**Dataset records about object locations**
+---+

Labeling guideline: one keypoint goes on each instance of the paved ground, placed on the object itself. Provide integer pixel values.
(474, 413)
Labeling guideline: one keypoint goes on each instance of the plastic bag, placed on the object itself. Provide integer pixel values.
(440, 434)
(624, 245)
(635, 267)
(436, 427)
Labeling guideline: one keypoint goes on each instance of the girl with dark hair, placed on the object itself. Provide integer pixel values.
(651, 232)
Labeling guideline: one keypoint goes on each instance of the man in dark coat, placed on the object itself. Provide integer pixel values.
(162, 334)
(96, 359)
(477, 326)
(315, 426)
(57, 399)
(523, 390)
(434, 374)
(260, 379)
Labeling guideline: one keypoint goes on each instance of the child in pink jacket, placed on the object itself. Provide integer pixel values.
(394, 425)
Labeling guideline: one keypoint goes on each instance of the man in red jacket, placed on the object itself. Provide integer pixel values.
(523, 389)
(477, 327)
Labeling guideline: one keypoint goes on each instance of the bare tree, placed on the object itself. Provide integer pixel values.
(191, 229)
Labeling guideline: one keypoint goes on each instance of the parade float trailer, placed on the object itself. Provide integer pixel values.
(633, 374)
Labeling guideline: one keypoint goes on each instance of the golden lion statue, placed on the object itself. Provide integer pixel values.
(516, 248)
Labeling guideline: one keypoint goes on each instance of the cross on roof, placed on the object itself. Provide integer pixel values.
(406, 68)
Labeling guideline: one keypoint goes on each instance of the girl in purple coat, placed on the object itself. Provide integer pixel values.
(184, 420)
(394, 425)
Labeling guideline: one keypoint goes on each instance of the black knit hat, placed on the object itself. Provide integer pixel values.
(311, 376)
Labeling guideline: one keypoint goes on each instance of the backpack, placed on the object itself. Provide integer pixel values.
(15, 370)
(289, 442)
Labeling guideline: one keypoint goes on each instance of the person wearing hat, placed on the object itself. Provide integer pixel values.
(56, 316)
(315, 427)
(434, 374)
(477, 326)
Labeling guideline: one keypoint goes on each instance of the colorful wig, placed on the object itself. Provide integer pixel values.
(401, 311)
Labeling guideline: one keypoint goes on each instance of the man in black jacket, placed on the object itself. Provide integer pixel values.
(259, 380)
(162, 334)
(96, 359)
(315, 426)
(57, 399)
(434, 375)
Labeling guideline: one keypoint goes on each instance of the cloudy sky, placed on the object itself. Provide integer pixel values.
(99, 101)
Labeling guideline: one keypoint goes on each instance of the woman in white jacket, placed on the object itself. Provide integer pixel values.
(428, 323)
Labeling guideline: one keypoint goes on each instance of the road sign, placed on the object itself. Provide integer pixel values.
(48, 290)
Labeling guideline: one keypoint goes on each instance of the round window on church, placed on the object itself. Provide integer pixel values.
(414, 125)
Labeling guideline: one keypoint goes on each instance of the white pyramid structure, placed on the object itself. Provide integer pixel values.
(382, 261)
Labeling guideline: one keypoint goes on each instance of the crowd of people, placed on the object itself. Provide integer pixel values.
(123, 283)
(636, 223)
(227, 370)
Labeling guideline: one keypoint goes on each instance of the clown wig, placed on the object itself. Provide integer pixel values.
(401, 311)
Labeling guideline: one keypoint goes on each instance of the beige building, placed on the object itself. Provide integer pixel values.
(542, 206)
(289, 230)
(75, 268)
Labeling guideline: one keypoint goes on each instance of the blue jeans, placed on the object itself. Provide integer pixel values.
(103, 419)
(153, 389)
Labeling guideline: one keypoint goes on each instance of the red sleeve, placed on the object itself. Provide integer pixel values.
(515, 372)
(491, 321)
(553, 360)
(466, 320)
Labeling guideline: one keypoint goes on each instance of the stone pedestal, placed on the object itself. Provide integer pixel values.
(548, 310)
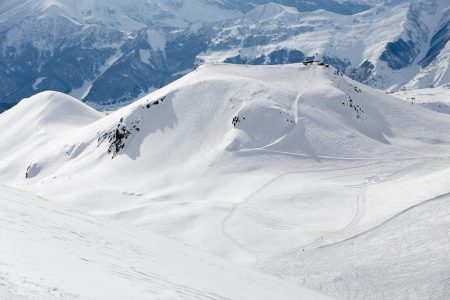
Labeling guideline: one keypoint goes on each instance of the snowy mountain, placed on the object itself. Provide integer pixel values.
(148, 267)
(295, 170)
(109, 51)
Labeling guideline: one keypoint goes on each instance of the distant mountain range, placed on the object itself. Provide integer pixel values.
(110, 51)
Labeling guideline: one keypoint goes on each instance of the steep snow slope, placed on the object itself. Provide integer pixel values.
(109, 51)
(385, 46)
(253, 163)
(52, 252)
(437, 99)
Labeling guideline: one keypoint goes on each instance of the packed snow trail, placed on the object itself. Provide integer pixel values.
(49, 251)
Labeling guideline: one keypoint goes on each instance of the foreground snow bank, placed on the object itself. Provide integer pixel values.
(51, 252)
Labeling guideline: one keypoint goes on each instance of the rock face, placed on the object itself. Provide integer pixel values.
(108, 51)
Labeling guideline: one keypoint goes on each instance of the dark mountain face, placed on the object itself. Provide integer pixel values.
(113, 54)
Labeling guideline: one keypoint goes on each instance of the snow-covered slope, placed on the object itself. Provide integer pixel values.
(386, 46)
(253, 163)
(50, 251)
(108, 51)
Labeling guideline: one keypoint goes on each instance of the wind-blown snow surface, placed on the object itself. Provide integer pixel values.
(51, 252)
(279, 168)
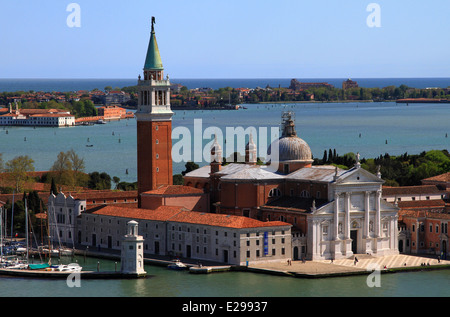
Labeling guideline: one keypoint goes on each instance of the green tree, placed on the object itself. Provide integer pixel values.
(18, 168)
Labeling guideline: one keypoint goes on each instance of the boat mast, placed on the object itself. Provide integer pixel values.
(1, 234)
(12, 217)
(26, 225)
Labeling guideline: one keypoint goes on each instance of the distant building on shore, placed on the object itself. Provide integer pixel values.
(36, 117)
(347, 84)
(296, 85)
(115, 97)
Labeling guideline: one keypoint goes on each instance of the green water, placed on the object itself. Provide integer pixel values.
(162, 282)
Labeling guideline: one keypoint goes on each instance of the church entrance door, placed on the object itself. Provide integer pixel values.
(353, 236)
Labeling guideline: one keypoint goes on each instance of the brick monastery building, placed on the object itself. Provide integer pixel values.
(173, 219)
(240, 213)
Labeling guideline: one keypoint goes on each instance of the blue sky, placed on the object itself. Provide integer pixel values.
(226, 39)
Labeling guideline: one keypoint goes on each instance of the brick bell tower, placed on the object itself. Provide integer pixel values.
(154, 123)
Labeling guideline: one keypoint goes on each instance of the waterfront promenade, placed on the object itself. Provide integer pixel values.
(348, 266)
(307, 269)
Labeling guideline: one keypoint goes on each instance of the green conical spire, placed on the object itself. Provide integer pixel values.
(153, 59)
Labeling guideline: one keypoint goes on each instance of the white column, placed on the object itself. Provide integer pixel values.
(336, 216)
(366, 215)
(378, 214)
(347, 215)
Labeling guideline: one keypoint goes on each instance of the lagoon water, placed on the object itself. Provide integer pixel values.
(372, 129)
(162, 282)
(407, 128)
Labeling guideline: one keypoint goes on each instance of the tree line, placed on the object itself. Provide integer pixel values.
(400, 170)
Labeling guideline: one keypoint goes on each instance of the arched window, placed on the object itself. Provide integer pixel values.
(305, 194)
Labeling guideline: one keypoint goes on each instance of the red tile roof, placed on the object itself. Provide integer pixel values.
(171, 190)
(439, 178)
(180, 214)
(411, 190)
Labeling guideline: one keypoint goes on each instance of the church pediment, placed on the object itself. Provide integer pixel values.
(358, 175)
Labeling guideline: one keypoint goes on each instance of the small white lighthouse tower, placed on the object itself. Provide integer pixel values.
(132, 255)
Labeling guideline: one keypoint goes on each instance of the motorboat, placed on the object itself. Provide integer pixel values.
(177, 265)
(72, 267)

+---+

**TASK REQUIREMENTS**
Reproduce the listing word for word and omit its pictures.

**SOLUTION TO THE EXERCISE**
Labeling guideline: one keypoint goes on each instance of the paved ground, placed on the object itself. Provide integer pixel values.
(474, 413)
Labeling guideline: one keypoint goes on each instance of the plastic bag, placed on the object itself. Provide integer pixel values.
(440, 434)
(624, 245)
(635, 267)
(436, 427)
Labeling guideline: one keypoint goes on each instance of the girl with dark hair, placed on the object itself. Provide integer pixel values.
(651, 232)
Labeling guideline: one keypoint goes on each instance of the man in dark coat, placed on the object itself. Provide integer pixel values.
(162, 334)
(96, 359)
(477, 326)
(315, 426)
(57, 399)
(523, 390)
(434, 374)
(260, 379)
Labeling guideline: one keypoint goes on each instance of the child in pink jacket, placed on the object itself. Provide integer pixel values.
(394, 425)
Labeling guideline: one keypoint goes on each instance of the man in red jacket, placed on the object itself. Provide integer pixel values.
(523, 389)
(477, 327)
Labeling guideline: one keypoint goes on each instance of the bare tree, placed on the object itself. Provide integer pixel values.
(191, 229)
Labeling guideline: one keypoint goes on each instance of the parade float trailer, placed on the object itself. Provide integer pixel values.
(633, 374)
Labeling guideline: one keypoint goes on each instance of the golden lion statue, placed on the object itself. Provide integer pixel values.
(516, 248)
Labeling guideline: one keypoint goes on each instance of the cross on roof, placed on the object itself. Provide integer pixel values.
(406, 68)
Labeling guideline: one keypoint goes on each instance of the girl in purple coat, placed on the object itself. Provide integer pixel values.
(184, 420)
(394, 425)
Labeling guideline: one keypoint goes on each instance of the black knit hat, placed on the object itself. Provide integer pixel values.
(311, 376)
Labeling guideline: one keypoint goes on each instance of the backpack, placed on the object itself. Provide integer pixel values.
(15, 370)
(289, 442)
Labeling guideline: one keypoint goes on each instance of the person wearing hat, placed on the object itself. Provide integer pixel values.
(56, 316)
(315, 427)
(434, 374)
(477, 326)
Labeling guideline: one keypoint goes on each instance of the colorful wig, placed on the object itself. Provide integer pixel values.
(401, 311)
Labeling guideline: one keypoint goes on each instance of the man in black jacket, placed on the object itself. Provide integer pixel values.
(259, 380)
(162, 334)
(96, 359)
(315, 426)
(57, 399)
(434, 375)
Labeling guideline: one keypoint goes on each instance of the cloudy sky, placed on the object itself. Provide integer pixel values.
(99, 101)
Labeling guideline: one keypoint goes on each instance of the woman in white jacket, placed on the object itself. Provide integer pixel values.
(428, 323)
Labeling guideline: one keypoint goes on each instance of the road sign, placed on the object itself. Provide integer pixel values.
(48, 290)
Labeling guideline: one keypoint goes on each instance of the round window on church, placed on the object itself. Provide integer pixel values.
(414, 125)
Labeling guideline: one keypoint goes on each instance of the white pyramid structure, placed on the object itself. Provide integer pixel values.
(382, 261)
Labeling guideline: one keypoint goes on each instance of the crowd of people, placed on the object itself. Provide integer pixel values.
(123, 283)
(636, 223)
(227, 370)
Labeling guideline: one keypoint goes on each instance of the clown wig, placed on the object itself. Provide integer pixel values.
(401, 311)
Labeling guideline: one keypoint goes on each instance of the beige building, placed on the object itself. Provide integer pixel values.
(542, 206)
(289, 230)
(75, 268)
Labeling guideline: one keypoint goes on each instance of the blue jeans, placed on the object itself. Provide integer pixel values.
(103, 419)
(153, 389)
Labeling guideline: one keypoint goes on each instance of the red sleeve, placed on the object itself. Provide integer pixel values.
(515, 372)
(491, 321)
(553, 360)
(466, 320)
Labeling guideline: one keypoint goes on each instance of the stone pedestal, placed on the object itself. Provide integer pixel values.
(548, 310)
Labeling guideline: one keypoint goes on each instance of the snowy mountain, placed on the object itself. Provide integer pixel values.
(148, 267)
(295, 170)
(109, 51)
Labeling guideline: one keypoint goes on each instance of the distant mountain range, placed on the object itself. Provide integer pixel values.
(110, 51)
Labeling guideline: one keypoint goes on each instance of the steep snow slope, placed on the object itself. Provide integer pixel values.
(109, 51)
(385, 46)
(253, 163)
(52, 252)
(437, 99)
Labeling guideline: one keypoint goes on each instance of the packed snow trail, placed on the object itself. Provide integer pixel values.
(49, 251)
Labeling guideline: one keypoint goes on each instance of the foreground snow bank, placed on the object itself. Provide integer pixel values.
(51, 252)
Labeling guideline: one keypoint goes on each instance of the rock face, placed on the object itself. Provide integer pixel values.
(108, 51)
Labeling guideline: one keypoint goes on each instance of the dark mountain face, placed on the object itself. Provide integer pixel values.
(113, 54)
Labeling guideline: one keypoint goes on each instance of the snow-covered slope, placed on the object itself. Provide integer pixel values.
(386, 46)
(253, 163)
(50, 251)
(108, 51)
Labeling guideline: one keypoint goes on each instance of the wind-blown snow surface, placed on the object itself. Provide integer pixel values.
(51, 252)
(279, 168)
Labeling guideline: one keypoint goes on each instance of the green tree, placed on the object itself. Provide integer pixel values.
(18, 168)
Labeling guideline: one keypoint goes on each instance of the boat mast, placed on the object itself. Provide integer pixel values.
(1, 234)
(12, 217)
(26, 225)
Labeling guideline: one keypoint goes on each instance of the distant building on shore, placed on the object itself. Provide integer pixel values.
(36, 117)
(347, 84)
(296, 85)
(115, 97)
Labeling guideline: one keypoint goes on each instance of the green water, placed on the object itself. Provide integer pixel values.
(162, 282)
Labeling guideline: one keypoint goes on each instance of the church entrance door, placed on the object itself. Provide integer pixel values.
(353, 236)
Labeling guideline: one keypoint goes on each instance of the brick monastery building, placed on the object itself. Provide integer pixel values.
(173, 219)
(240, 213)
Labeling guideline: one keypoint goes on each instance of the blue sky, placed on the object itself. Provide integer pixel values.
(226, 39)
Labeling guideline: one keypoint goes on each instance of the brick bell tower, placed on the object itself. Provide integer pixel values.
(154, 123)
Labeling guideline: one keypoint goes on each instance of the waterfront promenade, placed on the object itself. Provide integer pixel values.
(348, 266)
(307, 269)
Labeling guideline: one keypoint goes on each instance of the green conical spire, placed on the object itself. Provide integer pixel values.
(153, 59)
Labeling guideline: one keypoint goes on each instance of the white column, placed on the object itself. Provide integer pixel values.
(336, 216)
(366, 215)
(378, 214)
(347, 215)
Labeling guideline: one keypoint goes on each instance of the lagoon water, placed on the object itself. Provide integer pixel values.
(372, 129)
(162, 282)
(407, 128)
Labeling guideline: one keypoint goes on each instance of the tree line, placed on the object itself. Provide integer pixel values.
(400, 170)
Labeling guideline: one keypoint goes on each instance of the arched window, placed on the object itself. Provide integer pixel values.
(305, 194)
Labeling guideline: one keypoint goes on each instance of the red tile roof, placed on the object itself. Provide integer pixel values.
(171, 190)
(439, 178)
(180, 214)
(411, 190)
Labeling guideline: one keypoint goes on each instance of the church pediment, placed on the object itself. Provide integer pixel values.
(358, 175)
Labeling guideline: one keypoint goes on each instance of the small white lighthouse tower, placed on the object itself. Provide integer pixel values.
(132, 255)
Labeling guideline: one keypoint goes on each instance of the motorboat, placed on the object itself. Provide integer pixel values.
(177, 265)
(72, 267)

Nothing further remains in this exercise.